[DATA PROVIDED — start]

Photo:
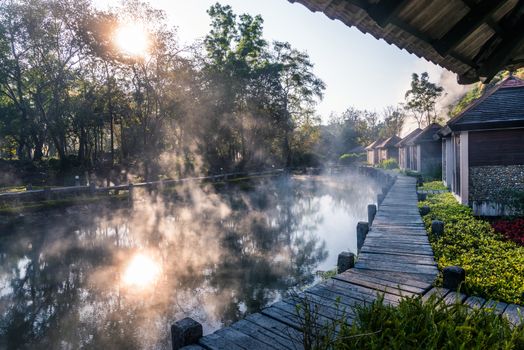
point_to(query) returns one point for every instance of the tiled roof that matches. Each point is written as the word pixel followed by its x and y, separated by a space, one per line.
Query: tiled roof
pixel 389 142
pixel 408 137
pixel 474 39
pixel 426 135
pixel 502 106
pixel 374 144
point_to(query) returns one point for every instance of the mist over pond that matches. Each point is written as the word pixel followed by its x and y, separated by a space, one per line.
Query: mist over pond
pixel 118 278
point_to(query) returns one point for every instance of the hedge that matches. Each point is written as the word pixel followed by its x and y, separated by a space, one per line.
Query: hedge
pixel 494 266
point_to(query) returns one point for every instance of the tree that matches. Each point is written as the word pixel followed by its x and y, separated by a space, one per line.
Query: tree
pixel 394 118
pixel 421 99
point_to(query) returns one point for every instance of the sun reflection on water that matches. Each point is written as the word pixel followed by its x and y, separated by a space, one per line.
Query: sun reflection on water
pixel 141 272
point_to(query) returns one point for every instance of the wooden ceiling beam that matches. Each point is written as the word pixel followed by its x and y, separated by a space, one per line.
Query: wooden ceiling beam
pixel 478 15
pixel 504 51
pixel 385 10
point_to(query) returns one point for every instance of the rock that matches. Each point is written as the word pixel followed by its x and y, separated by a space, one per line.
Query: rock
pixel 185 332
pixel 454 276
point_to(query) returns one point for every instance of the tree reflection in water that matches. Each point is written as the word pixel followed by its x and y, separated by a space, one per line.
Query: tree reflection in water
pixel 64 280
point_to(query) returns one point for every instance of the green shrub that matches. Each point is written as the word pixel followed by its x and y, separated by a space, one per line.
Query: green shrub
pixel 413 324
pixel 348 158
pixel 390 163
pixel 433 185
pixel 494 266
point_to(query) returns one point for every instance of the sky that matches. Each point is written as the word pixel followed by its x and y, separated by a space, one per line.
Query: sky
pixel 359 70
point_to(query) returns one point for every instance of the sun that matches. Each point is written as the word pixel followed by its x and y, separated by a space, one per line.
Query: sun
pixel 142 271
pixel 132 39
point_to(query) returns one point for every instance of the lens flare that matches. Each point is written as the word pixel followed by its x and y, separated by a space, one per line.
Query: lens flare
pixel 132 39
pixel 142 271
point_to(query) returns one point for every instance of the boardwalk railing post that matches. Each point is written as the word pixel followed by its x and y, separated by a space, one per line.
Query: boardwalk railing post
pixel 131 188
pixel 47 193
pixel 424 210
pixel 372 211
pixel 453 277
pixel 380 198
pixel 185 332
pixel 345 261
pixel 362 231
pixel 437 227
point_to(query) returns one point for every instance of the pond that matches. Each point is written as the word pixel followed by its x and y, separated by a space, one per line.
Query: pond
pixel 117 278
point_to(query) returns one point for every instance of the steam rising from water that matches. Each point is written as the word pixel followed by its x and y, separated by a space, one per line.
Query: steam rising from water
pixel 119 279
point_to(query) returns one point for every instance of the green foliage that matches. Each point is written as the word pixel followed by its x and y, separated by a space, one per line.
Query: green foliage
pixel 421 99
pixel 412 324
pixel 389 164
pixel 349 158
pixel 494 266
pixel 433 185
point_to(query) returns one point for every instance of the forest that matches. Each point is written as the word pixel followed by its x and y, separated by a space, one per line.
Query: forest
pixel 73 101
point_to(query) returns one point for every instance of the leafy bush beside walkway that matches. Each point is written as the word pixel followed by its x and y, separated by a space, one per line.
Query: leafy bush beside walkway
pixel 494 266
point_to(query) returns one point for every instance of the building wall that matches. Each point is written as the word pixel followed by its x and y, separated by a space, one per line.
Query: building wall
pixel 431 158
pixel 496 170
pixel 371 158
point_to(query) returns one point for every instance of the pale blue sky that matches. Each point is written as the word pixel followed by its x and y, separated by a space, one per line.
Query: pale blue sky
pixel 358 70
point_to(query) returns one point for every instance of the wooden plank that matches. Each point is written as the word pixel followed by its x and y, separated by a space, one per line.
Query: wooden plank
pixel 357 291
pixel 390 281
pixel 393 251
pixel 377 284
pixel 266 336
pixel 514 314
pixel 454 298
pixel 216 342
pixel 242 340
pixel 404 258
pixel 397 267
pixel 280 329
pixel 415 280
pixel 192 347
pixel 497 306
pixel 437 293
pixel 475 302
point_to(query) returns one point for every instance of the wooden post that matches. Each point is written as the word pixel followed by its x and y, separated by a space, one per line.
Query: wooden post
pixel 345 261
pixel 185 332
pixel 437 227
pixel 372 211
pixel 131 189
pixel 362 231
pixel 380 198
pixel 424 210
pixel 47 193
pixel 453 276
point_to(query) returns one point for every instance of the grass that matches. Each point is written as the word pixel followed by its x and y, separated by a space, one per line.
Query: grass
pixel 413 324
pixel 433 186
pixel 494 265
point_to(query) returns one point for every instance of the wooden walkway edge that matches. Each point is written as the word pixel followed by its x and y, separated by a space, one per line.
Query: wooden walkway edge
pixel 396 260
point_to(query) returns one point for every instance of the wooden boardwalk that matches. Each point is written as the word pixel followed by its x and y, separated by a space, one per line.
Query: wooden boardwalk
pixel 396 260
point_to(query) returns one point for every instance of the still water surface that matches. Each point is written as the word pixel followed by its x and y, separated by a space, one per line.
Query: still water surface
pixel 116 279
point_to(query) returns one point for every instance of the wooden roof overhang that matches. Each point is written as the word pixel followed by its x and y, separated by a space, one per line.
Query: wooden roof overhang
pixel 473 38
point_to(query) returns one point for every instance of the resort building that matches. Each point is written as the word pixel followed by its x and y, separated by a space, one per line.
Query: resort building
pixel 406 154
pixel 387 149
pixel 372 152
pixel 483 150
pixel 425 152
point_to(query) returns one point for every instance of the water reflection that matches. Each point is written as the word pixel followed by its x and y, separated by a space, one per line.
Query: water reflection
pixel 117 279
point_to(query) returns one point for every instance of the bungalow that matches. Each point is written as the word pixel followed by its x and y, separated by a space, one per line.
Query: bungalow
pixel 426 152
pixel 372 152
pixel 387 149
pixel 483 150
pixel 405 152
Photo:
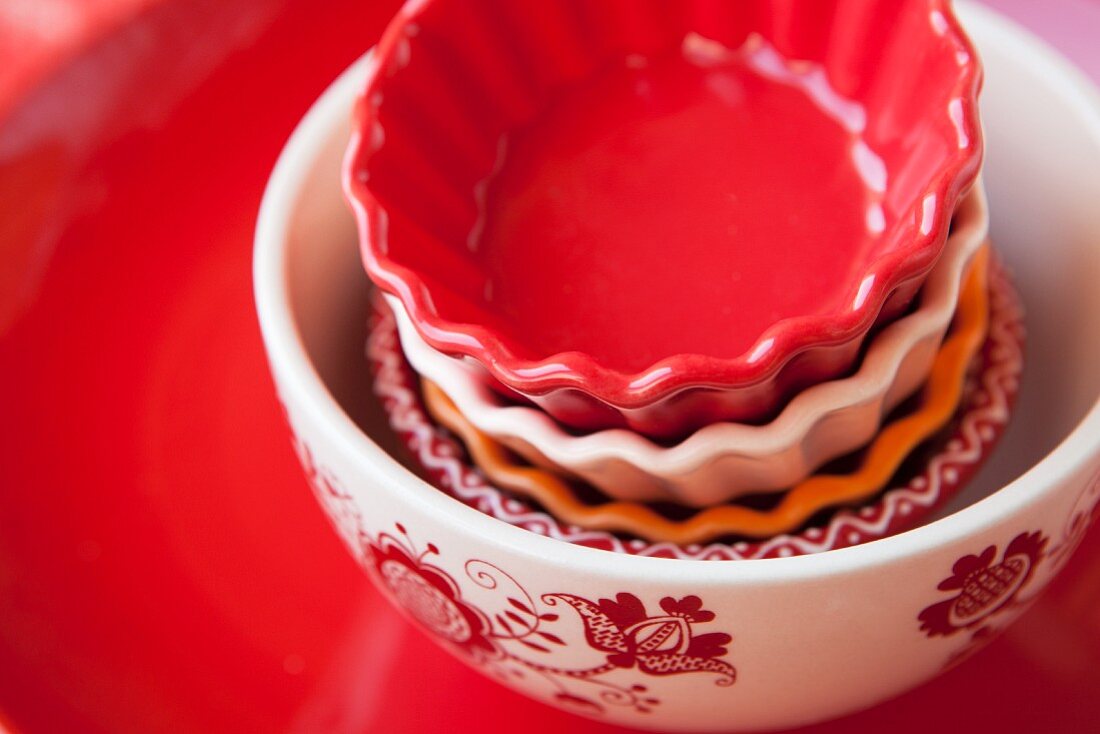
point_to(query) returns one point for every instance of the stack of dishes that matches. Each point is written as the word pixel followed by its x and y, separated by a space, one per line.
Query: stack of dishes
pixel 684 273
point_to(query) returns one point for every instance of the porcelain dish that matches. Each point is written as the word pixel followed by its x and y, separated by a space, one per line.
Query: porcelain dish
pixel 723 461
pixel 606 337
pixel 862 624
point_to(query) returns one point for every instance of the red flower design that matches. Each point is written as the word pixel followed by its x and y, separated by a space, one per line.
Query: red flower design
pixel 982 587
pixel 430 596
pixel 660 645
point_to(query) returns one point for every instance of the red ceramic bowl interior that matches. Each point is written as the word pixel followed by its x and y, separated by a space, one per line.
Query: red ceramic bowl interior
pixel 631 197
pixel 928 479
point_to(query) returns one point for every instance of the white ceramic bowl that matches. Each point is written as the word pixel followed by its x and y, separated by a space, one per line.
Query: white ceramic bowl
pixel 727 460
pixel 813 636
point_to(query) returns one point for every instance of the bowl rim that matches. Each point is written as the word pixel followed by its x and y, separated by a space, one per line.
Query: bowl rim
pixel 300 383
pixel 766 357
pixel 530 431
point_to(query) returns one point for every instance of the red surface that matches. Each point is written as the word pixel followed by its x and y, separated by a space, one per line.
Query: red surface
pixel 605 197
pixel 947 463
pixel 628 200
pixel 163 567
pixel 40 35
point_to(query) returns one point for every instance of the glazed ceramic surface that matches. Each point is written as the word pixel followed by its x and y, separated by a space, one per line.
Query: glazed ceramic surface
pixel 541 503
pixel 162 566
pixel 704 646
pixel 724 461
pixel 727 275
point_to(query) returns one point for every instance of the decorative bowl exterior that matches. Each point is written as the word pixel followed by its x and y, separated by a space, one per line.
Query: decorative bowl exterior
pixel 705 646
pixel 933 156
pixel 724 461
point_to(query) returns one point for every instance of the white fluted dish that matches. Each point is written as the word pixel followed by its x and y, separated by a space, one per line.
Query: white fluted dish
pixel 723 461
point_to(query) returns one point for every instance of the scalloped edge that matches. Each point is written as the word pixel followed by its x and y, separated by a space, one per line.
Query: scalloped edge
pixel 776 347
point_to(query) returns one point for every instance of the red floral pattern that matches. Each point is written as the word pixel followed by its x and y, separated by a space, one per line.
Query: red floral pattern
pixel 982 587
pixel 660 645
pixel 514 642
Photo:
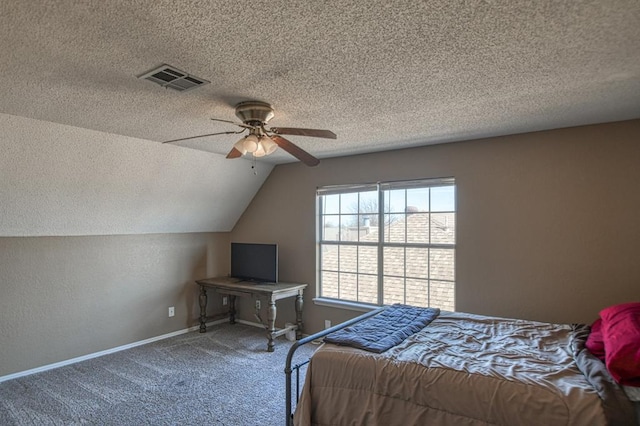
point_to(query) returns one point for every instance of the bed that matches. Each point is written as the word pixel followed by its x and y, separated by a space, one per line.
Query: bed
pixel 463 369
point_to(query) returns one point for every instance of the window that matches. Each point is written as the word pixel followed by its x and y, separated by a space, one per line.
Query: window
pixel 387 243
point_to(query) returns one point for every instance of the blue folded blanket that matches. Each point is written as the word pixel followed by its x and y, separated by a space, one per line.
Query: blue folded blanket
pixel 385 330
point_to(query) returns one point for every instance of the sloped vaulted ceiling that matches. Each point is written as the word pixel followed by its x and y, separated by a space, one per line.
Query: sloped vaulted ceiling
pixel 80 132
pixel 62 180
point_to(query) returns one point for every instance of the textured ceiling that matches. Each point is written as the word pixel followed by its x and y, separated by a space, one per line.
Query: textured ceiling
pixel 380 74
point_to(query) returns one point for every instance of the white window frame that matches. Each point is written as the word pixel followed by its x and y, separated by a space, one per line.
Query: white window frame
pixel 380 187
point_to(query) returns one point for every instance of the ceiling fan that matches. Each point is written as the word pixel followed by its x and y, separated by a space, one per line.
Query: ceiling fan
pixel 262 140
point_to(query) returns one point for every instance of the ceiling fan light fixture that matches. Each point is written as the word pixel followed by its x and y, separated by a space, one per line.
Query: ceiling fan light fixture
pixel 249 143
pixel 268 144
pixel 260 152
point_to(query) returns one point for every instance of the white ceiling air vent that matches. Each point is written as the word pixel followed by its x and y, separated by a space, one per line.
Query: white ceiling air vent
pixel 168 76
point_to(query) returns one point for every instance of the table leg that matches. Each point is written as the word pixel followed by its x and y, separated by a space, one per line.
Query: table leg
pixel 232 309
pixel 271 322
pixel 299 315
pixel 203 309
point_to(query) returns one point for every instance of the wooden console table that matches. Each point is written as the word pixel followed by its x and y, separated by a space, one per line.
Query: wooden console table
pixel 233 287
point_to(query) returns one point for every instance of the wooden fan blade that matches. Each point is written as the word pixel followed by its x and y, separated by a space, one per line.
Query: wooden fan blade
pixel 234 153
pixel 316 133
pixel 246 126
pixel 296 151
pixel 202 136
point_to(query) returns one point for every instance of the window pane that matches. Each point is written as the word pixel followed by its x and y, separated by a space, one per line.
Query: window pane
pixel 417 292
pixel 330 257
pixel 395 201
pixel 368 288
pixel 441 264
pixel 331 204
pixel 415 217
pixel 394 261
pixel 393 290
pixel 443 199
pixel 330 228
pixel 368 260
pixel 348 286
pixel 395 228
pixel 348 258
pixel 417 262
pixel 418 228
pixel 418 200
pixel 349 203
pixel 443 295
pixel 349 227
pixel 443 228
pixel 369 227
pixel 368 202
pixel 330 284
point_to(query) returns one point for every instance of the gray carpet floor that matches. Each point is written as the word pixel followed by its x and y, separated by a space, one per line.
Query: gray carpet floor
pixel 222 377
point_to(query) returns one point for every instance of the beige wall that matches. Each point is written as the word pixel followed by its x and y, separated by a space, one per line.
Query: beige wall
pixel 548 222
pixel 65 297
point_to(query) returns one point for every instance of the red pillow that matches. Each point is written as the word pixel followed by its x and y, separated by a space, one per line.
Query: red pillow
pixel 621 334
pixel 595 342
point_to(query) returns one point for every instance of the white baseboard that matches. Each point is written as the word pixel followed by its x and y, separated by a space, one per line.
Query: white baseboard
pixel 117 349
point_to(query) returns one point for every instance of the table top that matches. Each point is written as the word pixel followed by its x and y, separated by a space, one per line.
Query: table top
pixel 238 284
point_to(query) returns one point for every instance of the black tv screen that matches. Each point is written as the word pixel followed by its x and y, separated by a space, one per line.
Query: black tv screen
pixel 254 262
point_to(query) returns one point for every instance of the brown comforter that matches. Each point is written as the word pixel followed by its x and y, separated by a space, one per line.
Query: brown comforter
pixel 462 369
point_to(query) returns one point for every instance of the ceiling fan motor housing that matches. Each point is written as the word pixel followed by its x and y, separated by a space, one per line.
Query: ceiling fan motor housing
pixel 251 112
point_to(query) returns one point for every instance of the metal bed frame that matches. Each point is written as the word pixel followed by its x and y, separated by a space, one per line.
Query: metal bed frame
pixel 289 369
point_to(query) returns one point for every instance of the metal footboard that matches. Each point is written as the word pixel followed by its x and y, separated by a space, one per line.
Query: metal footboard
pixel 289 369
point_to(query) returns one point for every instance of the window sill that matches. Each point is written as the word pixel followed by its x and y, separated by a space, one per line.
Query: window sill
pixel 342 304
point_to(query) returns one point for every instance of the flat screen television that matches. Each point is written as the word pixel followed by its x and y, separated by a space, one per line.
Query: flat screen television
pixel 255 262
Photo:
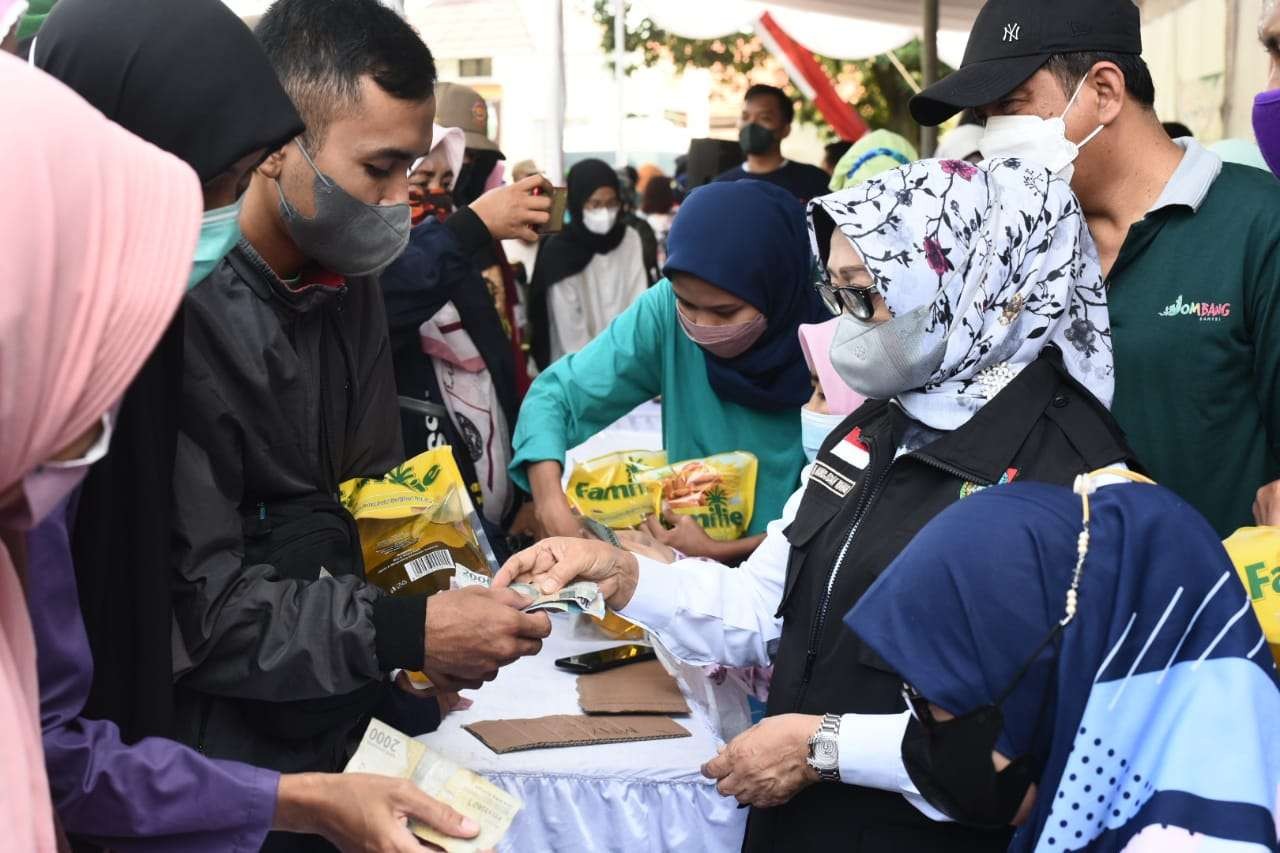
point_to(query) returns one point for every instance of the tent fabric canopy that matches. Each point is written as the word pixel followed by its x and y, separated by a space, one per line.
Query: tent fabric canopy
pixel 837 28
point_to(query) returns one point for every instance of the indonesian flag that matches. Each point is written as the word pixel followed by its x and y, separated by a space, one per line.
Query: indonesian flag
pixel 853 450
pixel 810 78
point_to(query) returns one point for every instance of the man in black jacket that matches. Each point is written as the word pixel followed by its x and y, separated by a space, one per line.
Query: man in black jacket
pixel 282 648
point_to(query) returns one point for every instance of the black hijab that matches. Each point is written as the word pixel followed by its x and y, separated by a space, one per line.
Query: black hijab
pixel 188 77
pixel 570 251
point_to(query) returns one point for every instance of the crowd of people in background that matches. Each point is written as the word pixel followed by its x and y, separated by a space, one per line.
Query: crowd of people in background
pixel 1005 402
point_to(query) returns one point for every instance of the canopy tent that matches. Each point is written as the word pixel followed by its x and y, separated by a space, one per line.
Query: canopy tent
pixel 836 28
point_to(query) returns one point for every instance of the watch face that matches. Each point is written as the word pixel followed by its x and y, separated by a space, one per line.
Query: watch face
pixel 824 753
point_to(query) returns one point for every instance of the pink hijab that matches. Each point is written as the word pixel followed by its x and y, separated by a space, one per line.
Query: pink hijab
pixel 816 342
pixel 97 231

[DATA PROVIDED — finish]

From the records above, transcribe exactly the run of lines that opens with the line holding "Query: red flower design" and closes with the line holding "of the glazed", both included.

# [TASK RESPONSE]
Query: red flower design
pixel 982 587
pixel 430 596
pixel 660 645
point_to(query) returns one point for every instance of the red ceramic bowl interior that matches. Each point is written as the word pixel followed by its x and y, separated by a space, one per line.
Query: red ceramic bowl interior
pixel 631 197
pixel 928 479
point_to(query) returns one point for every instance of the white ceramic bowl that matches. Each point is written as the word pixel followed by its x and y, separated by a space, one per line.
Query: white ceramic bowl
pixel 727 460
pixel 813 636
point_to(query) returns one point for every instance of the bowl rim that matches. Each point is written as the word pixel followed by its x and y, separated by a space, one per line.
Query: bowl rim
pixel 300 383
pixel 766 357
pixel 530 431
point_to(query) returns one point for every instance of the red surface that matches. Each point is written as the word pixel followed by its x and y, separated by a space, one per line.
Query: red surface
pixel 605 197
pixel 947 463
pixel 628 200
pixel 163 567
pixel 40 35
point_to(query) returns one point for every instance of the glazed ceramic surface that matches. Each point is written as the word pixel followed by its x and y, separated by a space, one per line.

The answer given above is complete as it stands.